Exercise brief:
Lay out the records as a two-column CSV with the header instruction,points. Begin at the line that contains "Note: spot the plant" and stop after the last record. Write one row per record: its text in the instruction column and its answer in the points column, each in a single quoted field with line breaks replaced by spaces.

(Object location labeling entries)
* begin *
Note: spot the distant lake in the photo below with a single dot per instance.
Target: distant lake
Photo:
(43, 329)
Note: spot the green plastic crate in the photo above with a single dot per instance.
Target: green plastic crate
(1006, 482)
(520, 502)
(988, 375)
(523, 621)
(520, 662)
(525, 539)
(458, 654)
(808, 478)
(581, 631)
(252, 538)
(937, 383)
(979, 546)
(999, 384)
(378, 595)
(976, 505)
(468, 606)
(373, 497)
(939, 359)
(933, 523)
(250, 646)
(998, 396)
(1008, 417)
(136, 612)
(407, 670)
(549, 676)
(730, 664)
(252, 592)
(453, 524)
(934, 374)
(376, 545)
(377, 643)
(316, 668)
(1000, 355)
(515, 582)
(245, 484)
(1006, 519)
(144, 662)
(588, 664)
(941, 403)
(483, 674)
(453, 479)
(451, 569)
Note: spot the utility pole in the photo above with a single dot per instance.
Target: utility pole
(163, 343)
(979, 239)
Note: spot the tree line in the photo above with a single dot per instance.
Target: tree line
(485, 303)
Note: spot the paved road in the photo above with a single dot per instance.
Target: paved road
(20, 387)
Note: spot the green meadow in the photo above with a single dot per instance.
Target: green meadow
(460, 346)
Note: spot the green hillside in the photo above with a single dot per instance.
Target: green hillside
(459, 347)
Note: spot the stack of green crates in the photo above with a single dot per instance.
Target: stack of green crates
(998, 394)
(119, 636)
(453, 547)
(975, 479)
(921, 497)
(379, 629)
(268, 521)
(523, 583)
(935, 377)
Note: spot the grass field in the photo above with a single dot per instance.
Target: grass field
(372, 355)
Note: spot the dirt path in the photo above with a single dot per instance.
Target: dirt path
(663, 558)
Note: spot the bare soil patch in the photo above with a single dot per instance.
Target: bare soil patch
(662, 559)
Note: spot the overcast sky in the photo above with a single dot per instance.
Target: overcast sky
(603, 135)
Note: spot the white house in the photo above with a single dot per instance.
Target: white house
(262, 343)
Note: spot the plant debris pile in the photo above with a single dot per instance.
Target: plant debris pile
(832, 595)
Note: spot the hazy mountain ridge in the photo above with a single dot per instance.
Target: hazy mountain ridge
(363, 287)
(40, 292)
* end *
Completed task:
instruction,points
"Note: spot the plant debris pile in the photo above with a single dot per instance. Target: plant debris pile","(832, 595)"
"Note: spot the hazy mountain ridge in the photo above with a single dot per instance. Target: hazy mountain ridge","(363, 287) (40, 292)"